Aufgabenstellung =>
a: Wie lässt sich der Absatz der Rezension, der mit „Kjersti A. Skomsvold erzählt in ihrem Buch“ beginnt, in wenigen Sätzen kürzer fassen?
b: Kannst du den Abschnitt der Rezension, der bei „Es gibt Bücher, die Geschichten“ beginnt und bei „Mutter sie wird.“ endet, wortgetreu abschreiben?

Textauszug =>
——————

Kjersti A. Skomsvold «Meine Gedanken stehen unter einem Baum und sehen in die Krone», Hoffmann und Campe

Es gibt Bücher, die Geschichten erzählen. Es gibt Bücher, die phantasieren, solche, die entschlüsseln, andere, die verschlüsseln. Kjersti A. Skomsvolds Roman «Meine Gedanken stehen unter einem Baum und sehen in die Krone» ist so eigenartig wie sein Titel. Der Blick einer jungen Frau, einer Mutter, einer Schriftstellerin, einer Geliebten, einer Freundin, einer Ehefrau. Etwas wirr erzählt, als sässe man einer Freundin gegenüber, die nach langer Zeit zu erzählen beginnt, aber eigentlich dem Kind zugewandt, dessen Mutter sie wird.

Kjersti A. Skomsvold erzählt in ihrem Buch, der sich Roman nennt, keine zusammenhängende Geschichte, schon gar nicht chronologisch. Sie schreibt über ihr Leben, wie sie ihren Mann kennen lernte, ihre Familie, die Geburt ihrer beiden Kinder, ihr Schreiben, ihre Ängste, ihre Befürchtungen. Alles Banalitäten, über die andere kein Wort verlieren würden, weil es nach dem Eigenen klingen würde. Andere, die darüber schreiben würden, liessen es zu einer Nabelschau verkommen, einem Wehklagen darüber, wie klein die Welt mit Kindern und Pflichten geworden ist. Bei Kjersti A. Skomsvold liest sich das überraschend anders. Kjersti A. Skomsvold beobachtet sich selbst, lotet sich aus, folgt ihr selbst auf ihrer Spur, ohne den wehleidigen, schmerzerfüllten Blick in einen Spiegel, der nie das zeigt, was man sich erhofft.

«Ich dachte, die Liebe bedeutet, einen neuen Menschen zu entdecken, aber es bedeutet, sich selbst zu entdecken.»

——————

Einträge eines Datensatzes
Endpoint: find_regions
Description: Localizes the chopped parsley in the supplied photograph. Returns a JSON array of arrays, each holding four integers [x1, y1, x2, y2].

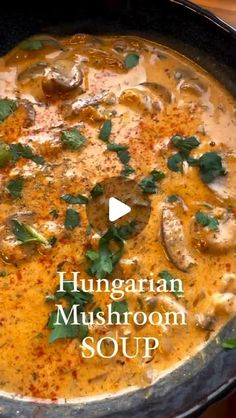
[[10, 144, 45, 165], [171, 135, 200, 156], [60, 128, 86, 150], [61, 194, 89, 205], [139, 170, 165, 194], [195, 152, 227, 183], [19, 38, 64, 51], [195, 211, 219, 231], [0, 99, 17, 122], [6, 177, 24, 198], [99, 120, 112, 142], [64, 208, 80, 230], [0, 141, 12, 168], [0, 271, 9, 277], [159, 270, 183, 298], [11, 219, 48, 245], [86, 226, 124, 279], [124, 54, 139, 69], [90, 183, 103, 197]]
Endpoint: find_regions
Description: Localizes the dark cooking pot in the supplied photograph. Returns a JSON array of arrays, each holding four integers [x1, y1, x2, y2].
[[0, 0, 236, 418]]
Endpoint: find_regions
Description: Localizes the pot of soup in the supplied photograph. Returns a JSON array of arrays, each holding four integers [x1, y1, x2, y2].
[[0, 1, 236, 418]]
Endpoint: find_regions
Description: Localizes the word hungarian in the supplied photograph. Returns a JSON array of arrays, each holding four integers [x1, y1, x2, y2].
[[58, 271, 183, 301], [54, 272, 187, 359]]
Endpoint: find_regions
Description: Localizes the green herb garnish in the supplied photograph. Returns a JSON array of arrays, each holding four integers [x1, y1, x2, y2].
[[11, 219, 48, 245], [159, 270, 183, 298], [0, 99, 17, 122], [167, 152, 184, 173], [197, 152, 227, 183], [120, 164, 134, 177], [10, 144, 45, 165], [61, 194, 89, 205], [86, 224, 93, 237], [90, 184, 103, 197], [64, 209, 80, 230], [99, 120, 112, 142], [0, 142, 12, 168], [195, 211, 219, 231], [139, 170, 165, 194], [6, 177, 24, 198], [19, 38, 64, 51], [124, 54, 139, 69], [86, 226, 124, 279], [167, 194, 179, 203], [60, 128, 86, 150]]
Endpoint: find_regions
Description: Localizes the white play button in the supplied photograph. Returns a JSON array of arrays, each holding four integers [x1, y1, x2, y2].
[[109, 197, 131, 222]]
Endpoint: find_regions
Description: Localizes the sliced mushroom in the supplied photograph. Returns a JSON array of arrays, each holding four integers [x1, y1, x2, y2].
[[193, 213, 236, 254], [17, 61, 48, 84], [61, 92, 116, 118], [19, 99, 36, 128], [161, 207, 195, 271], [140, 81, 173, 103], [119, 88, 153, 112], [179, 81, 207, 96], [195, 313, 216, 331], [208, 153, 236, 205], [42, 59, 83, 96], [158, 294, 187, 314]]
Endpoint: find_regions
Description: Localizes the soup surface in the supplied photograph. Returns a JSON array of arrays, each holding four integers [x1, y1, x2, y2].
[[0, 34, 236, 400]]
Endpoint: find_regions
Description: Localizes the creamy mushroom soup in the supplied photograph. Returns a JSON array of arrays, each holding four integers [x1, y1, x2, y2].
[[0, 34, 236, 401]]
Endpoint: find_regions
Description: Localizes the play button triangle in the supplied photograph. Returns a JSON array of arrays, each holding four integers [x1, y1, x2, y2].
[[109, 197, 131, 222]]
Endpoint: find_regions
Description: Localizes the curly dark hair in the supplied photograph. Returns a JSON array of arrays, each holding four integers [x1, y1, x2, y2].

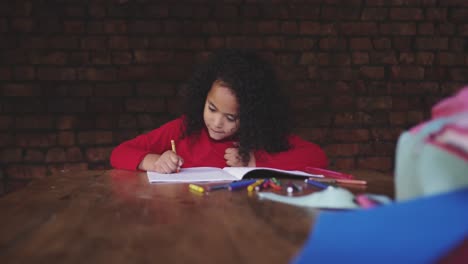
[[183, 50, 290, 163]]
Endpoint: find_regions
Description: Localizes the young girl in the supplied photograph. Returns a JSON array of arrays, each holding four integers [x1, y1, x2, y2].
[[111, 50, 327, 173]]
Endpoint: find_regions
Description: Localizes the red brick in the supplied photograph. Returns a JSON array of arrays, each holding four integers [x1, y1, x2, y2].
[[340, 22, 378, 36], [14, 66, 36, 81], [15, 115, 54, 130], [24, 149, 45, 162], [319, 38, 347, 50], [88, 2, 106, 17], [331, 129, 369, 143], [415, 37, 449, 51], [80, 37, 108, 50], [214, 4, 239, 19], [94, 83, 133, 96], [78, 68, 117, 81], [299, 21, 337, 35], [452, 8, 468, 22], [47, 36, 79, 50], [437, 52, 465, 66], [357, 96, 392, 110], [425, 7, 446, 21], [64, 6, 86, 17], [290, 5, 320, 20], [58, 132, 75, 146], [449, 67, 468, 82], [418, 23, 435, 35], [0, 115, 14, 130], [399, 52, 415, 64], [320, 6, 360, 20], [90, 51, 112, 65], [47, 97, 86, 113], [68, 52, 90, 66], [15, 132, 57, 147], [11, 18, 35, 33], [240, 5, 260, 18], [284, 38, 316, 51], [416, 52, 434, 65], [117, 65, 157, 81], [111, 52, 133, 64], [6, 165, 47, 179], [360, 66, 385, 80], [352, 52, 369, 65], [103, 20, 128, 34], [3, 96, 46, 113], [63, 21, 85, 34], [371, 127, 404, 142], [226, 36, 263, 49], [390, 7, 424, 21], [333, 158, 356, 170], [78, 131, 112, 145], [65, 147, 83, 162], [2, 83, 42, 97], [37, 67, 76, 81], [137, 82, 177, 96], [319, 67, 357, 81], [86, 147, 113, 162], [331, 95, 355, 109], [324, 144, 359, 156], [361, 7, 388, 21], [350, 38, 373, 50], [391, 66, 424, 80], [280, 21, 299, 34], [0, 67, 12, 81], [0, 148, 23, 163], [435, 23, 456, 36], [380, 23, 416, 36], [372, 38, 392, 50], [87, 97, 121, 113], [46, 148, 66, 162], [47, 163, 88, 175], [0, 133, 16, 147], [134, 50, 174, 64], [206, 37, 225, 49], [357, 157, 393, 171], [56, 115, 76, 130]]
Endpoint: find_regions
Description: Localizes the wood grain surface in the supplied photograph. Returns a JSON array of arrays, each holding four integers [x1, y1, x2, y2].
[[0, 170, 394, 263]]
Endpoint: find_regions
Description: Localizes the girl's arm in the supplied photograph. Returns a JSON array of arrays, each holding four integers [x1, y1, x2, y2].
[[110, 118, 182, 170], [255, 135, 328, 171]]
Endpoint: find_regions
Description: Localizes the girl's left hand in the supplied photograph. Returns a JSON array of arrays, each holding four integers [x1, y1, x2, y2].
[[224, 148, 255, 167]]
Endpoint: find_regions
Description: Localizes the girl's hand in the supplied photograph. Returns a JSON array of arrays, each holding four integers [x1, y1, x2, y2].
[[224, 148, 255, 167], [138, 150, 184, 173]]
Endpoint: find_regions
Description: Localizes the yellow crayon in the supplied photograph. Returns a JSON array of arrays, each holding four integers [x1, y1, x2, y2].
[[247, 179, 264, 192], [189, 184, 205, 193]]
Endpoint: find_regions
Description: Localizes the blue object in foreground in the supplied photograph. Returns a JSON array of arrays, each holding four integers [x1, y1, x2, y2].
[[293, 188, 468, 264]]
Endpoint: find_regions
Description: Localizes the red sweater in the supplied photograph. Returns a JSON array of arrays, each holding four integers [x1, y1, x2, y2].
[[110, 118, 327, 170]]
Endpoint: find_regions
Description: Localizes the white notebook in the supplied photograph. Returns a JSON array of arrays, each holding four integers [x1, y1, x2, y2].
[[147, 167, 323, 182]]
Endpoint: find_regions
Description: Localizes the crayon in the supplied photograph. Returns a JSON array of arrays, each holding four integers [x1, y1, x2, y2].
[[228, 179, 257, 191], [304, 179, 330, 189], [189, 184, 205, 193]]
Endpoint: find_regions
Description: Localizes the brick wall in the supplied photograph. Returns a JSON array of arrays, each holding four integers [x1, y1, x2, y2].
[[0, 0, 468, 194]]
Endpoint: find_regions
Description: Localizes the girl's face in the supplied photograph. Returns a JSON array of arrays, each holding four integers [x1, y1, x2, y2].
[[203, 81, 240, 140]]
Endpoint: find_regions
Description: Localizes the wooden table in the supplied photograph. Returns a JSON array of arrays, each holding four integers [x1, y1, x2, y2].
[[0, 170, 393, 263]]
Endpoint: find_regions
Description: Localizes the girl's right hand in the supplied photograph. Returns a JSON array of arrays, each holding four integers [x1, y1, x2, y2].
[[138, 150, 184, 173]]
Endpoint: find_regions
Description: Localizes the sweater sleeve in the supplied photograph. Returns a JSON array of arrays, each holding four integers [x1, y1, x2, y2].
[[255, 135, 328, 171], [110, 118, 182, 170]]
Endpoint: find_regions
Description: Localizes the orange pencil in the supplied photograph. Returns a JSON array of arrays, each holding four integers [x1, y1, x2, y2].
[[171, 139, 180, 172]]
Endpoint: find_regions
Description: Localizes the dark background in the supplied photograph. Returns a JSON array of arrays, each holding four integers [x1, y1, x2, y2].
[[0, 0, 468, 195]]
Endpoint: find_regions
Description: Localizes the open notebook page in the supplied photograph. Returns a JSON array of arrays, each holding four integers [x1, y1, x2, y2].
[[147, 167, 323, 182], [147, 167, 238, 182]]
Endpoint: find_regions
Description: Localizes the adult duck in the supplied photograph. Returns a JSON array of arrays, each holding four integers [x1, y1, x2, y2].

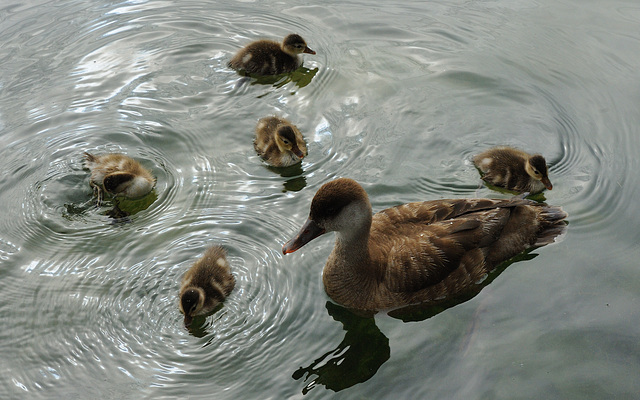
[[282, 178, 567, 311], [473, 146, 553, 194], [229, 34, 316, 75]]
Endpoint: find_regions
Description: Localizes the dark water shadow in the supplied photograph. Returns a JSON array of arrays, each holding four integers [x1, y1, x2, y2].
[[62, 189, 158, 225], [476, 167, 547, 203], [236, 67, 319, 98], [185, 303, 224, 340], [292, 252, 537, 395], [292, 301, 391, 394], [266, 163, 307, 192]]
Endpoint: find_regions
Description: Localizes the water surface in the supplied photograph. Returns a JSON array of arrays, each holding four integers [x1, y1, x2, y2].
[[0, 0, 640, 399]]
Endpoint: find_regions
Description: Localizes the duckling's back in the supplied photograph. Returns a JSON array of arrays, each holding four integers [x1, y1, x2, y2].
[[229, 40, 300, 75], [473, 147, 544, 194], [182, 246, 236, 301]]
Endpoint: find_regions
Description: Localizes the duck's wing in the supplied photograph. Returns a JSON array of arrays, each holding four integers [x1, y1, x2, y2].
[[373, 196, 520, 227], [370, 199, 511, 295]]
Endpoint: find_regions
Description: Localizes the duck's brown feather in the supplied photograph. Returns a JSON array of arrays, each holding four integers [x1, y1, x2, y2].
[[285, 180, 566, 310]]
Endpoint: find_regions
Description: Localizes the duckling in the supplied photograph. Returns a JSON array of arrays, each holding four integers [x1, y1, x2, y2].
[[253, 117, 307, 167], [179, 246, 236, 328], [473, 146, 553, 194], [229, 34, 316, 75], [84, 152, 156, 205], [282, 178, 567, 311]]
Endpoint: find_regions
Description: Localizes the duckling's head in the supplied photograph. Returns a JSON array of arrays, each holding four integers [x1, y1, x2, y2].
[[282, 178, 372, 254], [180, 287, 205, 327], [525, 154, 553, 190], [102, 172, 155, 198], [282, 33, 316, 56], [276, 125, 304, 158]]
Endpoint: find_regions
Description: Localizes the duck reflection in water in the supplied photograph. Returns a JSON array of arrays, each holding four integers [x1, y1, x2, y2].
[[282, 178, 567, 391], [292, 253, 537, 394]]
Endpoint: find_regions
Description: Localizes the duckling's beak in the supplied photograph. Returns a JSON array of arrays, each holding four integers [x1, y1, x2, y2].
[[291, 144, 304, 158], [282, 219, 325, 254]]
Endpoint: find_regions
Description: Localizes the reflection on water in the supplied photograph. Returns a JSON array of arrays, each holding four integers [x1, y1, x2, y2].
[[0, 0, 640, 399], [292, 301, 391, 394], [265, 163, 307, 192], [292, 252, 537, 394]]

——————

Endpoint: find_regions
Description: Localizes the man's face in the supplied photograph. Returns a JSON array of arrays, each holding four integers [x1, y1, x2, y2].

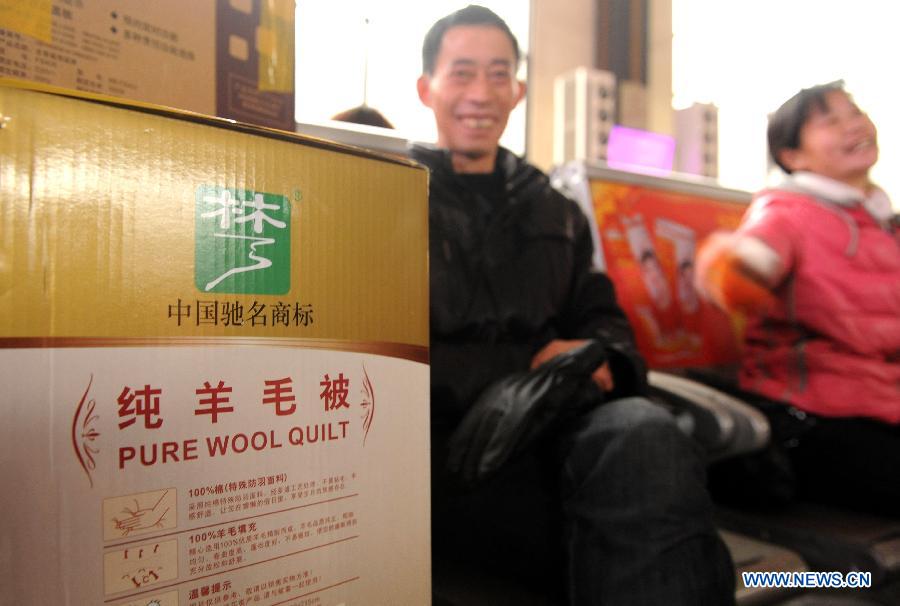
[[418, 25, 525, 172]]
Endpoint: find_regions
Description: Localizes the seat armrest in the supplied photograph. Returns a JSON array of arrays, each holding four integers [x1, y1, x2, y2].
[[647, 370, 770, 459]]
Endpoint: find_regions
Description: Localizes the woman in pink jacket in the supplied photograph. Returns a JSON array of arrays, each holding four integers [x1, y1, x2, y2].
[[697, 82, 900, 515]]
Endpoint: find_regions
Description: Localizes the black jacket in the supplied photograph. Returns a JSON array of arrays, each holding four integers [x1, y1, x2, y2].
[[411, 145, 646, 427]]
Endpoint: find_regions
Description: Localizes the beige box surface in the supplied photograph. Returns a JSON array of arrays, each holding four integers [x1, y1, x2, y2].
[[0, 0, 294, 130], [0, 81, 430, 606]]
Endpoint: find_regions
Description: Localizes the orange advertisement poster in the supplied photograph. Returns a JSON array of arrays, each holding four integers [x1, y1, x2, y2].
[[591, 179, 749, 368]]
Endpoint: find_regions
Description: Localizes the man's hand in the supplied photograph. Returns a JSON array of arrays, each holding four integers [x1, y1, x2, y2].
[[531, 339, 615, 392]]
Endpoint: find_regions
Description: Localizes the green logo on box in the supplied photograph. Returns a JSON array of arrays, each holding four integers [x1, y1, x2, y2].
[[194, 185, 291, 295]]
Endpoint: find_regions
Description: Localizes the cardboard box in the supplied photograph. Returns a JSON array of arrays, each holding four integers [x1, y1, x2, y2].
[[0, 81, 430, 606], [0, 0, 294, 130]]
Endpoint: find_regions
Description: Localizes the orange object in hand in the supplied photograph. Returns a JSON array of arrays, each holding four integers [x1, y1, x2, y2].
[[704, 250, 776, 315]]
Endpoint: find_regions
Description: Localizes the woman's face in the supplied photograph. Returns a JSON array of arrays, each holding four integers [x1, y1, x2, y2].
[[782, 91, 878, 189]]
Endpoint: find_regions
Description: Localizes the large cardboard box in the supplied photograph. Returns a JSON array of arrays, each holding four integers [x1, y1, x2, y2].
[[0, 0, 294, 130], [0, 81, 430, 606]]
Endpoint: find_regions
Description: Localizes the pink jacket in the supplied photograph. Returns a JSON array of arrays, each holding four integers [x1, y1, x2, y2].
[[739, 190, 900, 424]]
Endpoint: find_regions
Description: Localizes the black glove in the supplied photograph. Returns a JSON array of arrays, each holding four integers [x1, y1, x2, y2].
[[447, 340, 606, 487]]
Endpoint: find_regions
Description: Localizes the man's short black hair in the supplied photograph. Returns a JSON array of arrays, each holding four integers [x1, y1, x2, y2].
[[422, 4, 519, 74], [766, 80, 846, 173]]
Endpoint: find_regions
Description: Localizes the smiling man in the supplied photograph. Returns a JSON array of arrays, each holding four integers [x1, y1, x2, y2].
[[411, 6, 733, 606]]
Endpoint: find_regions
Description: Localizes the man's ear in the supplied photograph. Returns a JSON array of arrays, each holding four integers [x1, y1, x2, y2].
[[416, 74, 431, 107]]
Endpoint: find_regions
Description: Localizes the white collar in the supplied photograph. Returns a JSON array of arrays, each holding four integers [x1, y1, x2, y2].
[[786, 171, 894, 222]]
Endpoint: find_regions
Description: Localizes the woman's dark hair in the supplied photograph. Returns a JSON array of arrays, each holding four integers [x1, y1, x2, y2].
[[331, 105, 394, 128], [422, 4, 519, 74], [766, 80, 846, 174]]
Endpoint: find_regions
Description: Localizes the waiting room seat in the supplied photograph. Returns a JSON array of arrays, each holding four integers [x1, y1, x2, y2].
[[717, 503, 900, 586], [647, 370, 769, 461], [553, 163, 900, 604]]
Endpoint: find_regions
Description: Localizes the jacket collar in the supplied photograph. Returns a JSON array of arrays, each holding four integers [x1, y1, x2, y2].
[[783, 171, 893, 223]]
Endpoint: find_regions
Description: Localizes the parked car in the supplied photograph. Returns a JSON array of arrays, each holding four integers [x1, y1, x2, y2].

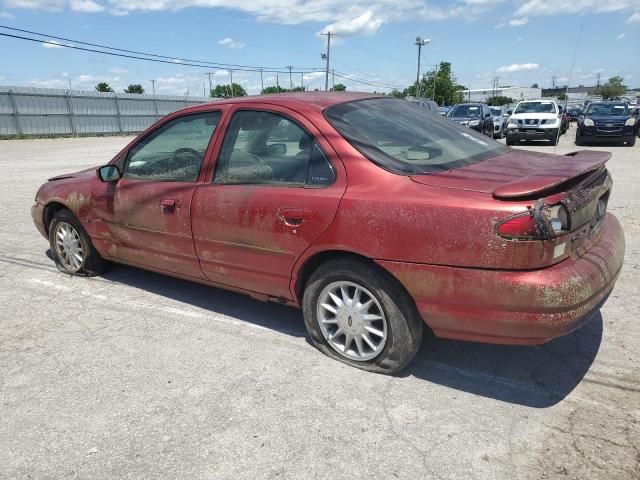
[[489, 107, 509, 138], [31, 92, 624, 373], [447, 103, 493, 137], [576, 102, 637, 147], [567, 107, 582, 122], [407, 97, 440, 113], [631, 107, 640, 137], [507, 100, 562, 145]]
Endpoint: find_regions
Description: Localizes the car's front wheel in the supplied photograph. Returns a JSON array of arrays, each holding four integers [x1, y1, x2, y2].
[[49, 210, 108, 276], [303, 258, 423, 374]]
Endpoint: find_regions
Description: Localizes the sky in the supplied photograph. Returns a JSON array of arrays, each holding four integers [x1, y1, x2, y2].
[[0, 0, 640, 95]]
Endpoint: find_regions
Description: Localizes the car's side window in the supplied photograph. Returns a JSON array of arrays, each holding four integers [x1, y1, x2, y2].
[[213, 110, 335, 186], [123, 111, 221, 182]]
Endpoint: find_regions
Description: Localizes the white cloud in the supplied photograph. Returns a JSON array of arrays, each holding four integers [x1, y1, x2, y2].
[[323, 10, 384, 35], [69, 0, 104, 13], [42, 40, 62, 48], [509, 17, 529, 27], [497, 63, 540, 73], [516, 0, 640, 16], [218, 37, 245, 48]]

——————

Lösungen =>
a: Skomsvold erzählt in ihrem Roman keine zusammenhängende oder chronologische Geschichte. Sie schreibt über ihr Leben: wie sie ihren Mann kennenlernte, über ihre Familie, die Geburt ihrer beiden Kinder, ihr Schreiben, ihre Ängste und Befürchtungen. Andere würden über solche Banalitäten schweigen oder daraus eine Nabelschau machen, ein Klagen darüber, wie klein die Welt mit Kindern und Pflichten geworden ist. Bei Skomsvold liest sich das überraschend anders. Sie beobachtet und erkundet sich selbst, ohne wehleidigen Blick in den Spiegel.

b:
Es gibt Bücher, die Geschichten erzählen. Es gibt Bücher, die phantasieren, solche, die entschlüsseln, andere, die verschlüsseln. Kjersti A. Skomsvolds Roman «Meine Gedanken stehen unter einem Baum und sehen in die Krone» ist so eigenartig wie sein Titel. Der Blick einer jungen Frau, einer Mutter, einer Schriftstellerin, einer Geliebten, einer Freundin, einer Ehefrau. Etwas wirr erzählt, als sässe man einer Freundin gegenüber, die nach langer Zeit zu erzählen beginnt, aber eigentlich dem Kind zugewandt, dessen Mutter sie wird.